* _Do this_:
Arrange the items in the stretch from the line containing "Compliance review: the man's head" through the line containing "72;110;79;117" as a two-column CSV with the columns instruction and coordinates, one row per item. Enclose each field in quotation marks and replace any line breaks with spaces.

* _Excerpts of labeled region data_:
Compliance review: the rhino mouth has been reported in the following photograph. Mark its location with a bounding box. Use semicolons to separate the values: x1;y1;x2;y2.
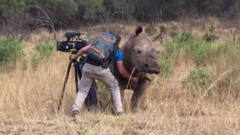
136;64;160;74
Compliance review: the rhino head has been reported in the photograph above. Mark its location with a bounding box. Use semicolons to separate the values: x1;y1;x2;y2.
122;27;160;74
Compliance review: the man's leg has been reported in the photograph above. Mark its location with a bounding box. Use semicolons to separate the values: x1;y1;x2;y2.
73;72;93;111
99;69;123;113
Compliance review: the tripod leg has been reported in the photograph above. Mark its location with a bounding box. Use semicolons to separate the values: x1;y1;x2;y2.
74;62;98;108
74;63;81;93
57;61;72;113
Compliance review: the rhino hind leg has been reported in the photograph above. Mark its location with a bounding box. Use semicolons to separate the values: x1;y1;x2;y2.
131;80;149;112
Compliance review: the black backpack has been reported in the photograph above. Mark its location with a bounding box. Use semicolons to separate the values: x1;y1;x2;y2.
87;33;118;68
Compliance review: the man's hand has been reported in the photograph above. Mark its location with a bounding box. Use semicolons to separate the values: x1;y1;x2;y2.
69;54;77;60
131;77;139;83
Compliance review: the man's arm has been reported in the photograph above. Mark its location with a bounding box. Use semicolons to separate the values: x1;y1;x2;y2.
71;44;92;60
117;61;138;82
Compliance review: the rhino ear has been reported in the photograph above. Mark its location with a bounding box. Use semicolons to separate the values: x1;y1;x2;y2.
135;26;143;37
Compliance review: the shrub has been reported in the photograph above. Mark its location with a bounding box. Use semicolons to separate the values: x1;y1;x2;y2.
32;44;54;69
182;68;210;96
165;32;211;65
160;58;172;76
0;38;23;65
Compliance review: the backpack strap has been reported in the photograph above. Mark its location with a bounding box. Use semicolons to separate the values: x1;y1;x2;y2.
100;34;115;43
90;46;105;58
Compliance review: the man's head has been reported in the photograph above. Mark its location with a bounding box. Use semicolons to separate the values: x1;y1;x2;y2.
109;32;121;45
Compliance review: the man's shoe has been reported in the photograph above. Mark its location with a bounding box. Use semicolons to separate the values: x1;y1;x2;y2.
115;112;124;116
72;110;79;117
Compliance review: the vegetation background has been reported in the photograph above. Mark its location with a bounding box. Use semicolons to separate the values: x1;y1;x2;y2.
0;0;240;135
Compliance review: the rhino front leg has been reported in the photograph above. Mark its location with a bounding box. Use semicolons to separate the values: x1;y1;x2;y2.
131;79;149;112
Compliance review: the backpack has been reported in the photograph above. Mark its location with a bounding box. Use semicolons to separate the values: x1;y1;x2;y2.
87;33;118;68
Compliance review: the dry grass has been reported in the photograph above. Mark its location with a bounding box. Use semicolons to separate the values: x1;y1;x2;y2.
0;20;240;135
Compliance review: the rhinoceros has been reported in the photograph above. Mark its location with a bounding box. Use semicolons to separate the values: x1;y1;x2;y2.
86;27;160;111
113;27;160;111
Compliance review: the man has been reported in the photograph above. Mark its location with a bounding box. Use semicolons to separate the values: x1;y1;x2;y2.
70;33;138;116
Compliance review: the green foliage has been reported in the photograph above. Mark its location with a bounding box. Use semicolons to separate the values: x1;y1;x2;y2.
77;129;88;135
165;32;211;65
160;58;172;76
32;44;55;69
0;38;23;65
182;68;210;96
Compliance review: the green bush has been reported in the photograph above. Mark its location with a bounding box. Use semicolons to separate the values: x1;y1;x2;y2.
160;58;172;76
182;68;210;96
0;38;23;65
32;44;55;69
165;32;212;65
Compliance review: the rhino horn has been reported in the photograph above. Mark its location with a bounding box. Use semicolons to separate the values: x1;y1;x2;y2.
135;26;143;37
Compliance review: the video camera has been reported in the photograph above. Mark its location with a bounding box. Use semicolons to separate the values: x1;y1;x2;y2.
57;32;88;53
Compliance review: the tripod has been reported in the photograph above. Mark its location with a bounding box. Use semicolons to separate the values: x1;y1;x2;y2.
57;57;98;112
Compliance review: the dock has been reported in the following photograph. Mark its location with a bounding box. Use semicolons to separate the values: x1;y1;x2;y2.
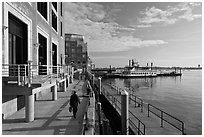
2;80;95;135
102;84;185;135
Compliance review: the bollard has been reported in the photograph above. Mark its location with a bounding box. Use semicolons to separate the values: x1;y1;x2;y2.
121;90;129;135
18;65;21;86
63;80;67;92
25;94;34;122
28;60;32;87
103;119;109;135
98;77;101;95
51;85;57;101
92;74;94;85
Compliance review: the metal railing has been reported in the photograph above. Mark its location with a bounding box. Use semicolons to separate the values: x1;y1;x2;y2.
147;104;185;135
129;111;145;135
102;86;145;135
129;93;143;112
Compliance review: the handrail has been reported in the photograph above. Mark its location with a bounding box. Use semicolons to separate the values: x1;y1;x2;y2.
129;111;145;135
2;63;70;85
102;86;145;135
129;93;143;112
147;104;185;135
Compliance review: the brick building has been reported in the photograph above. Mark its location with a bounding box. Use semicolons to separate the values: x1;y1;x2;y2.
65;34;88;69
2;2;64;73
2;2;65;116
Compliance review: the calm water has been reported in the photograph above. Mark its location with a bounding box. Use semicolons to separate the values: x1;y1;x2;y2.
103;70;202;135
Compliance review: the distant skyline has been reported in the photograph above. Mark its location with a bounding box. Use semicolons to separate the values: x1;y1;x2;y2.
64;2;202;67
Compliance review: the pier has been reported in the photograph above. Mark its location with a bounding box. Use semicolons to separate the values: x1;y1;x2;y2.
99;81;185;135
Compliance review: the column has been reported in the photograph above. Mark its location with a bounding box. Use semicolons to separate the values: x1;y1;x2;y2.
121;90;129;135
25;95;34;122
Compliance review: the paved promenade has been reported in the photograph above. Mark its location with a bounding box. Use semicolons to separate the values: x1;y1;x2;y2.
2;80;89;135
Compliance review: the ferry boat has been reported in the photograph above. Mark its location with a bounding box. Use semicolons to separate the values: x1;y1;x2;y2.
120;60;157;77
120;67;157;77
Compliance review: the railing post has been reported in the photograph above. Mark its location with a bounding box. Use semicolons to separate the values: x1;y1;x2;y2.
18;65;21;86
28;60;32;87
51;84;57;101
103;119;109;135
137;121;140;135
25;94;34;122
98;102;103;135
181;122;186;135
98;77;101;101
147;104;149;117
25;65;27;78
121;90;129;135
141;100;143;112
161;111;163;127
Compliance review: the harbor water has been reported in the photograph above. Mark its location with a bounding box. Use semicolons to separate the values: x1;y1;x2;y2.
104;70;202;135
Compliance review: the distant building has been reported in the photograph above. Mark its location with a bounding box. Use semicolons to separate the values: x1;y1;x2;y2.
65;34;88;69
2;2;65;117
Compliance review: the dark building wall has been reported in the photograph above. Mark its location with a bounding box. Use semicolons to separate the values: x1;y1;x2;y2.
65;34;88;68
2;2;65;117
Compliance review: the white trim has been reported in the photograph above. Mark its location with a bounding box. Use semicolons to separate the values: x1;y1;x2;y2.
36;25;50;73
51;2;59;17
51;9;59;34
36;2;50;24
50;38;59;65
3;2;33;64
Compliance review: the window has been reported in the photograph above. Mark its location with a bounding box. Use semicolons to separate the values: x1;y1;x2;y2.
60;22;63;36
52;2;57;11
52;10;57;31
37;2;47;20
72;49;75;53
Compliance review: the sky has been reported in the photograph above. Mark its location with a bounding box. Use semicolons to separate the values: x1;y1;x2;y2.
64;2;202;67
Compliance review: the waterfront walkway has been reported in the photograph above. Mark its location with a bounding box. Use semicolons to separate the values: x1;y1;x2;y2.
103;85;181;135
2;80;92;135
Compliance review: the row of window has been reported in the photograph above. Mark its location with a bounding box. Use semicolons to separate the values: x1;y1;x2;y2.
37;2;63;36
71;60;86;64
131;72;156;75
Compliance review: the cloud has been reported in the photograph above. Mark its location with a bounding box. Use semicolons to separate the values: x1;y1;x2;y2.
134;24;152;28
138;3;202;25
64;3;167;52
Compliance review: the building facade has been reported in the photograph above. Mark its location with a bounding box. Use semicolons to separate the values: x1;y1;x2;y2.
2;2;65;74
65;34;88;69
2;2;65;117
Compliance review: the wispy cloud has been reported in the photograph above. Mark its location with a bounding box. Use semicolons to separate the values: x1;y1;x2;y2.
64;3;167;52
138;3;202;25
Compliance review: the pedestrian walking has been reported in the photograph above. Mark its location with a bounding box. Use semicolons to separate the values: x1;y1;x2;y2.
70;91;80;118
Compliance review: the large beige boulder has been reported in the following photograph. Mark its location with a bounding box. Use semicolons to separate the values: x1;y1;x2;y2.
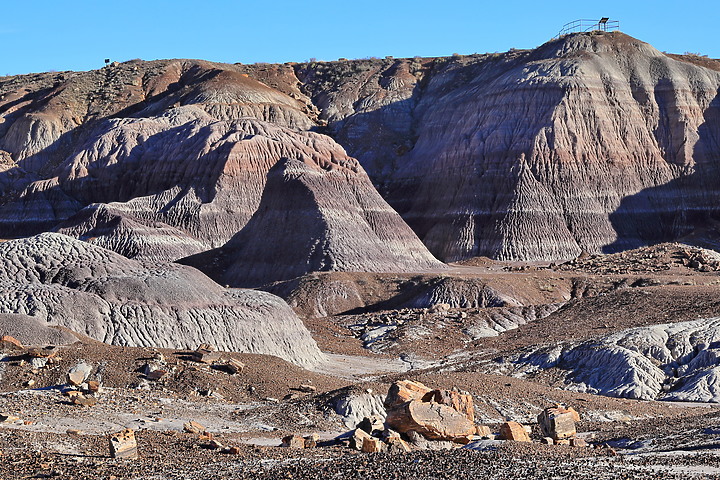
500;422;530;442
385;400;475;443
384;380;433;410
423;390;475;422
538;407;580;440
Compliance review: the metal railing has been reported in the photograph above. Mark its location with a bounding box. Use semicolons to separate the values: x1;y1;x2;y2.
553;18;620;40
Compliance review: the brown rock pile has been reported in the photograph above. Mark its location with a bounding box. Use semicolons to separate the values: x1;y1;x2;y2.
528;405;585;446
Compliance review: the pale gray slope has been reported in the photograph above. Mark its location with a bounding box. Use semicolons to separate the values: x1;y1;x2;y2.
0;233;323;366
493;317;720;402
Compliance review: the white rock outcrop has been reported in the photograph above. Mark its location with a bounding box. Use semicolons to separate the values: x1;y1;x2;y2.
0;233;324;366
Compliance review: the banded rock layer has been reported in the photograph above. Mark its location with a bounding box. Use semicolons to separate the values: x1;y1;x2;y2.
0;32;720;261
502;318;720;403
0;233;324;366
182;159;444;286
290;32;720;261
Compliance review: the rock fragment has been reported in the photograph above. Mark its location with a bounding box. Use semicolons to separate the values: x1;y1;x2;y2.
385;400;475;443
183;420;205;434
67;362;92;386
0;335;25;352
362;437;385;453
357;415;385;435
192;343;221;364
423;390;475;422
110;428;138;460
304;433;320;448
225;358;245;375
384;380;432;410
350;428;370;450
282;435;305;448
538;406;580;440
500;422;530;442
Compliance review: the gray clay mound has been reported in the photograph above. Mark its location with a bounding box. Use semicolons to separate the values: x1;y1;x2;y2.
0;313;78;345
0;233;322;366
499;318;720;403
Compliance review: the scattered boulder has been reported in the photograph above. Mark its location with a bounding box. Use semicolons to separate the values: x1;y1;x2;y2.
110;428;138;460
192;343;221;364
357;415;385;435
25;345;60;360
303;433;320;448
387;437;411;453
538;406;580;440
405;430;457;450
0;335;25;352
422;390;475;422
183;420;205;434
0;309;78;350
282;435;305;448
225;358;245;375
143;363;168;380
68;362;92;386
570;437;587;447
350;428;370;451
385;400;475;443
0;413;20;423
428;303;450;313
384;380;432;410
500;422;530;442
361;437;385;453
70;392;97;407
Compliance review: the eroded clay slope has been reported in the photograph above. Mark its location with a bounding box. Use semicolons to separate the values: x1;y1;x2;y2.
491;318;720;402
183;159;444;286
0;233;322;366
0;60;318;248
288;32;720;261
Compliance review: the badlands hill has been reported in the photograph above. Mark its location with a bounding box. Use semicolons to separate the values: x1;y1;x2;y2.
0;32;720;268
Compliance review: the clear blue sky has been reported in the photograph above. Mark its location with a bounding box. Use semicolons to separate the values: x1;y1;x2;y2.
0;0;720;75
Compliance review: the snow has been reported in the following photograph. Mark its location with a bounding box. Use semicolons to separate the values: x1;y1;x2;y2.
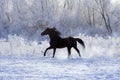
0;34;120;80
0;0;120;80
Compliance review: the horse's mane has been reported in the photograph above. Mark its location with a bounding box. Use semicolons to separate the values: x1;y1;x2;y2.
51;27;61;36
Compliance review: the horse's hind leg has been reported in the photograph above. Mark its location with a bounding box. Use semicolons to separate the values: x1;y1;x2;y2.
74;47;81;57
67;47;71;58
44;47;52;56
53;48;56;58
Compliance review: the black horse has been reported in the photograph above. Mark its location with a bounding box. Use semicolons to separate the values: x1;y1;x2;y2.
41;28;85;58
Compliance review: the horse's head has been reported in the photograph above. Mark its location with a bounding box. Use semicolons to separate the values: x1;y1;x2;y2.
41;27;60;36
41;28;50;36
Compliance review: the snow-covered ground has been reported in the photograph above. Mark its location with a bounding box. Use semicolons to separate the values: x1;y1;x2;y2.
0;34;120;80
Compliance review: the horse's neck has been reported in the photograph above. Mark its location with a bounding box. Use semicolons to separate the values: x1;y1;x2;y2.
49;35;61;41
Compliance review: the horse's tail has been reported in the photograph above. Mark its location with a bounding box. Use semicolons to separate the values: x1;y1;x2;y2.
75;38;85;48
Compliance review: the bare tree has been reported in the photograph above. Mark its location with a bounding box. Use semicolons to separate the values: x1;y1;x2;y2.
95;0;112;34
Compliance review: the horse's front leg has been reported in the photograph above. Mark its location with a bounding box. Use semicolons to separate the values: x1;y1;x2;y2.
44;47;52;56
53;48;56;58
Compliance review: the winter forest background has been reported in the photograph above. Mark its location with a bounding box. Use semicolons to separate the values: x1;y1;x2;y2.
0;0;120;40
0;0;120;80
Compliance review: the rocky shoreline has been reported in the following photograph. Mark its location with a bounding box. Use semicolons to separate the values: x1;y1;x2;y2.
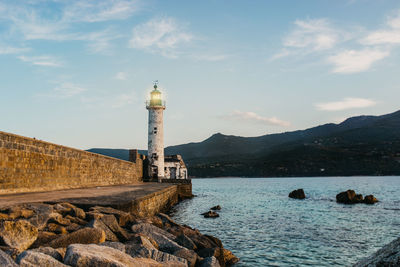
0;202;239;267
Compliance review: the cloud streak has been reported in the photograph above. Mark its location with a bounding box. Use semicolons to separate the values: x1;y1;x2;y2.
129;18;193;57
315;97;377;111
224;111;290;127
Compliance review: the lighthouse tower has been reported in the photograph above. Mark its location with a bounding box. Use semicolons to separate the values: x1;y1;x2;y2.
146;81;165;182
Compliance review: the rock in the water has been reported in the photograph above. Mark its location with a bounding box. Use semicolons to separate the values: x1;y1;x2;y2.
48;227;106;248
90;206;134;227
336;190;362;204
364;195;378;204
354;238;400;267
199;256;221;267
198;248;239;267
289;188;306;199
201;213;219;218
132;223;183;253
0;220;38;251
16;250;66;267
64;244;161;267
0;249;18;267
173;248;198;267
29;247;64;261
87;219;119;242
175;234;197;250
31;231;59;248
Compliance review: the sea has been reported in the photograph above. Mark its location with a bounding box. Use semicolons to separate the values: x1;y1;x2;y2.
171;176;400;267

* _Task result_:
instruction,coordinates
"Compliance review: the man's head has been reported in the photograph above. Mark its location with a bounding box. Use semicolons to separate the values: x1;y1;x2;y2.","109;32;121;45"
"Compliance review: the man's shoe has been reported in the photograph above. Mark its location with a bounding box. Use semicolons to separate the values: x1;y1;x2;y2.","115;112;124;116 72;110;79;117"